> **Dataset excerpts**
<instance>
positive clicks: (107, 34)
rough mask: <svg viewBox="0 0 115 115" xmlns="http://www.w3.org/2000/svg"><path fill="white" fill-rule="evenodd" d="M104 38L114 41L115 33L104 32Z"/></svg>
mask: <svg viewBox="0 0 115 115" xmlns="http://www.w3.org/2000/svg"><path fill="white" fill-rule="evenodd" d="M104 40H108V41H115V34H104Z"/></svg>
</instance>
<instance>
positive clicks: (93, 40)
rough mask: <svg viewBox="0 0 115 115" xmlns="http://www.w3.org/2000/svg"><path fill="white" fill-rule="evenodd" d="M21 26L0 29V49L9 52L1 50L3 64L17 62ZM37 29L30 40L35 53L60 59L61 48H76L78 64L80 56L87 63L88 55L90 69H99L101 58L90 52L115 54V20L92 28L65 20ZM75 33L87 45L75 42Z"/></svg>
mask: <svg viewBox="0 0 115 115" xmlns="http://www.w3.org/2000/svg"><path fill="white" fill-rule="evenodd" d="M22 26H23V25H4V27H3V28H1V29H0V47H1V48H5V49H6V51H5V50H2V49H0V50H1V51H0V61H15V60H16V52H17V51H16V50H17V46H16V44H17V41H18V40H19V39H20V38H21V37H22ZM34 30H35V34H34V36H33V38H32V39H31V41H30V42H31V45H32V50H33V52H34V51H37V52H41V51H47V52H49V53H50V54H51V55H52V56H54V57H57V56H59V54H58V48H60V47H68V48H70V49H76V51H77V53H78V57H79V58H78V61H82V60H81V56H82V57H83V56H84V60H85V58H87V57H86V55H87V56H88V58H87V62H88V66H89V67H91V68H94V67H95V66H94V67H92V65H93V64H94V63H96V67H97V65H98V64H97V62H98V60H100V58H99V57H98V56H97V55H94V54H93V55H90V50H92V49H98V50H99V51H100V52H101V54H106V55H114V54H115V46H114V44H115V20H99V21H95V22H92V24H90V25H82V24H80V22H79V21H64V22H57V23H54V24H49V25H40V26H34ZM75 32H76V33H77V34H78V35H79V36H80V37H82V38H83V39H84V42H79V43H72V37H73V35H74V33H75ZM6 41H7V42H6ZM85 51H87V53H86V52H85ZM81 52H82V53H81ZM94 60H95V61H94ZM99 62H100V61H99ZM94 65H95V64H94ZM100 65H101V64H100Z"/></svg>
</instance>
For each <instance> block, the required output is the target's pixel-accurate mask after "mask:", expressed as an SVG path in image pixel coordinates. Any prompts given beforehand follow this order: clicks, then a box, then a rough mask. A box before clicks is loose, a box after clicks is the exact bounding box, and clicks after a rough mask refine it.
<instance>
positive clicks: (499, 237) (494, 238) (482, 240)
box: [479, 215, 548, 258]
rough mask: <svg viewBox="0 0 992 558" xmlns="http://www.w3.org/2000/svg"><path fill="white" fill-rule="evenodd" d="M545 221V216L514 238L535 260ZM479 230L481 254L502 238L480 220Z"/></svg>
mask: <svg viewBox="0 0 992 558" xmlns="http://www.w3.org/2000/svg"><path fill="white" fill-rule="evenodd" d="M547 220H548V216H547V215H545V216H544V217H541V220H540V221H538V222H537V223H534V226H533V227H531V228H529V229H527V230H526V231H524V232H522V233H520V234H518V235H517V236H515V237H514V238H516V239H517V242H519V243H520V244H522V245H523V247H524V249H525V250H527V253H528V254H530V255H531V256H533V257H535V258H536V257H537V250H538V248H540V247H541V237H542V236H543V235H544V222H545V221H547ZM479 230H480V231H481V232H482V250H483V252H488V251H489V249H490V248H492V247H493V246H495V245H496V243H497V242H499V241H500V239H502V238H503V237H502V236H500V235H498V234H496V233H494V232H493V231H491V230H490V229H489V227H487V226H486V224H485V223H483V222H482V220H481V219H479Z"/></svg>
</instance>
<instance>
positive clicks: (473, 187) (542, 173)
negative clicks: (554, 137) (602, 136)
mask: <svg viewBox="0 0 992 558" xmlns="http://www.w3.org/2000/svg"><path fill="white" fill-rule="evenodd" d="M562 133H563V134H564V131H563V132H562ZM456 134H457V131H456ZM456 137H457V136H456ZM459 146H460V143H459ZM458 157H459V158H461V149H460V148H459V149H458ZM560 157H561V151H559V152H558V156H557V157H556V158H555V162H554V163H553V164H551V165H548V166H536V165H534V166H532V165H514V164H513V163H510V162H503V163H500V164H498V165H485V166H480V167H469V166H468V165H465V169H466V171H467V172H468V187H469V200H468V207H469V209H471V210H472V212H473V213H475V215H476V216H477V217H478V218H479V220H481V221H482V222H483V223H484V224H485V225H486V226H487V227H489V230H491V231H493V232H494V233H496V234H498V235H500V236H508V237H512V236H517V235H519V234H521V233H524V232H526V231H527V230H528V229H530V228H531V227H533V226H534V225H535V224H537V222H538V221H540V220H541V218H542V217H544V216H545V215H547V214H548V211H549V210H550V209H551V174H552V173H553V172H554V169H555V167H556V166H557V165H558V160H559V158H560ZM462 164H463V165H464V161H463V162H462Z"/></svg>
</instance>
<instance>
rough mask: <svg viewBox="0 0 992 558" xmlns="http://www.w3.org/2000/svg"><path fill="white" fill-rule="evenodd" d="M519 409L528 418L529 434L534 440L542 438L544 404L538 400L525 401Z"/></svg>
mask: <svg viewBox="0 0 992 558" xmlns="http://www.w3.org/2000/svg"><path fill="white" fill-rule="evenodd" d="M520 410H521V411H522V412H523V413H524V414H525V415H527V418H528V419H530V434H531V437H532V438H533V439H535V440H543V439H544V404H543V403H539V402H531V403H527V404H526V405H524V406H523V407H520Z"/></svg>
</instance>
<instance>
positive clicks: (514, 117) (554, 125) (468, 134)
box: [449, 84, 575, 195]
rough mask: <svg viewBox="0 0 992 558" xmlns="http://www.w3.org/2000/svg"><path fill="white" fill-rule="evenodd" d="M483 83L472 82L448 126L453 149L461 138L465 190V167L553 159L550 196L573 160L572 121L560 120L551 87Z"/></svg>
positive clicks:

> **Exercise goal**
Each record above needs to be transcribed word for word.

> **Answer space**
<instance>
positive clicks: (107, 34)
rough mask: <svg viewBox="0 0 115 115" xmlns="http://www.w3.org/2000/svg"><path fill="white" fill-rule="evenodd" d="M104 38L114 41L115 33L104 32Z"/></svg>
mask: <svg viewBox="0 0 115 115" xmlns="http://www.w3.org/2000/svg"><path fill="white" fill-rule="evenodd" d="M104 40H108V41H115V34H104Z"/></svg>
</instance>
<instance>
positive clicks: (93, 40)
rough mask: <svg viewBox="0 0 115 115" xmlns="http://www.w3.org/2000/svg"><path fill="white" fill-rule="evenodd" d="M21 26L0 29V49L9 52L1 50L3 64L17 62ZM37 29L30 40L35 53L60 59L61 48H76L78 64L80 56L87 63L88 55L90 69H99L101 58L90 52L115 54V20L92 28L65 20ZM75 33L87 45L75 42Z"/></svg>
mask: <svg viewBox="0 0 115 115" xmlns="http://www.w3.org/2000/svg"><path fill="white" fill-rule="evenodd" d="M22 26H23V25H4V27H3V28H1V29H0V47H1V48H5V49H6V51H5V50H2V49H0V50H1V51H0V61H15V60H16V52H17V51H16V50H17V46H16V44H17V41H18V40H19V39H20V38H21V37H22ZM34 30H35V34H34V36H33V38H32V39H31V41H30V42H31V45H32V50H33V52H34V51H37V52H41V51H47V52H49V53H50V54H51V55H52V56H54V57H57V56H59V54H58V48H60V47H68V48H70V49H76V51H77V53H78V57H79V58H78V61H82V60H81V56H82V57H83V56H84V60H85V58H87V57H86V55H87V56H88V58H87V62H88V66H89V67H91V68H94V67H95V66H94V67H92V65H93V64H94V63H96V67H97V65H98V64H97V62H98V60H100V58H99V57H98V56H97V55H94V54H93V55H90V50H92V49H98V50H99V51H100V52H101V54H106V55H114V54H115V46H114V44H115V20H99V21H95V22H92V24H90V25H82V24H80V22H79V21H64V22H57V23H54V24H49V25H40V26H34ZM75 32H76V33H77V34H78V35H79V36H80V37H82V38H83V39H84V42H79V43H72V37H73V35H74V33H75ZM6 41H7V42H6ZM85 51H87V53H86V52H85ZM81 52H82V53H81ZM94 60H95V61H94ZM99 62H100V61H99ZM94 65H95V64H94ZM100 65H101V64H100Z"/></svg>
</instance>
For each <instance> block, the required output is the target's pixel-accurate mask after "mask:", expressed as an SVG path in image pixel coordinates. Any prompts given beforehand follow this order: clicks, then a box, then a rough mask. A box before clicks is loose, a box after clicks is the exact bounding box, and clicks after a rough mask refine it.
<instance>
positive clicks: (499, 237) (494, 238) (482, 240)
box: [479, 215, 548, 258]
rough mask: <svg viewBox="0 0 992 558" xmlns="http://www.w3.org/2000/svg"><path fill="white" fill-rule="evenodd" d="M545 221V216L514 238L535 260ZM479 230L481 254L502 238L480 220Z"/></svg>
mask: <svg viewBox="0 0 992 558" xmlns="http://www.w3.org/2000/svg"><path fill="white" fill-rule="evenodd" d="M547 220H548V216H547V215H545V216H544V217H541V220H540V221H538V222H537V223H534V226H533V227H531V228H529V229H527V230H526V231H524V232H522V233H520V234H518V235H517V236H515V237H514V238H516V239H517V242H519V243H520V244H522V245H523V247H524V249H525V250H527V253H528V254H530V255H531V256H533V257H535V258H536V257H537V250H538V248H540V247H541V237H542V236H543V235H544V222H545V221H547ZM479 230H480V231H481V232H482V250H483V252H488V251H489V249H490V248H492V247H493V246H495V245H496V243H497V242H499V241H500V239H502V238H503V237H502V236H500V235H498V234H496V233H494V232H493V231H491V230H490V229H489V227H487V226H486V224H485V223H483V222H482V220H481V219H479Z"/></svg>
</instance>
<instance>
positive clicks: (473, 187) (542, 173)
negative clicks: (554, 137) (602, 136)
mask: <svg viewBox="0 0 992 558" xmlns="http://www.w3.org/2000/svg"><path fill="white" fill-rule="evenodd" d="M562 133H563V134H564V131H563V132H562ZM456 134H457V131H456ZM456 137H457V136H456ZM459 146H460V143H459ZM458 157H459V158H461V149H460V148H459V149H458ZM560 157H561V151H559V152H558V156H557V157H556V158H555V162H554V163H553V164H551V165H548V166H536V165H534V166H532V165H514V164H513V163H510V162H503V163H500V164H498V165H485V166H480V167H469V166H468V165H465V169H466V171H467V172H468V187H469V200H468V207H469V209H471V210H472V212H473V213H475V215H476V216H477V217H478V218H479V220H481V221H482V222H483V223H484V224H485V225H486V226H487V227H489V230H491V231H493V232H494V233H496V234H498V235H500V236H508V237H512V236H517V235H519V234H521V233H524V232H526V231H527V230H528V229H530V228H531V227H533V226H534V225H535V224H537V222H538V221H540V220H541V218H542V217H544V216H545V215H547V214H548V211H549V210H550V209H551V174H552V173H553V172H554V169H555V167H556V166H557V165H558V160H559V158H560ZM462 164H463V165H464V161H463V162H462Z"/></svg>
</instance>
<instance>
rough mask: <svg viewBox="0 0 992 558" xmlns="http://www.w3.org/2000/svg"><path fill="white" fill-rule="evenodd" d="M519 409L528 418L529 434L534 440L542 438L544 404L538 400L525 401Z"/></svg>
mask: <svg viewBox="0 0 992 558" xmlns="http://www.w3.org/2000/svg"><path fill="white" fill-rule="evenodd" d="M520 410H521V411H522V412H523V413H524V414H525V415H527V418H528V419H530V434H531V437H532V438H533V439H535V440H543V439H544V404H543V403H539V402H531V403H527V404H526V405H524V406H523V407H520Z"/></svg>
</instance>
<instance>
positive clicks: (514, 117) (554, 125) (468, 134)
box: [449, 84, 575, 195]
rough mask: <svg viewBox="0 0 992 558" xmlns="http://www.w3.org/2000/svg"><path fill="white" fill-rule="evenodd" d="M483 83L472 82L448 126L453 149L461 138L465 190V167L553 159L550 196L573 160L572 121L560 120L551 87Z"/></svg>
positive clicks:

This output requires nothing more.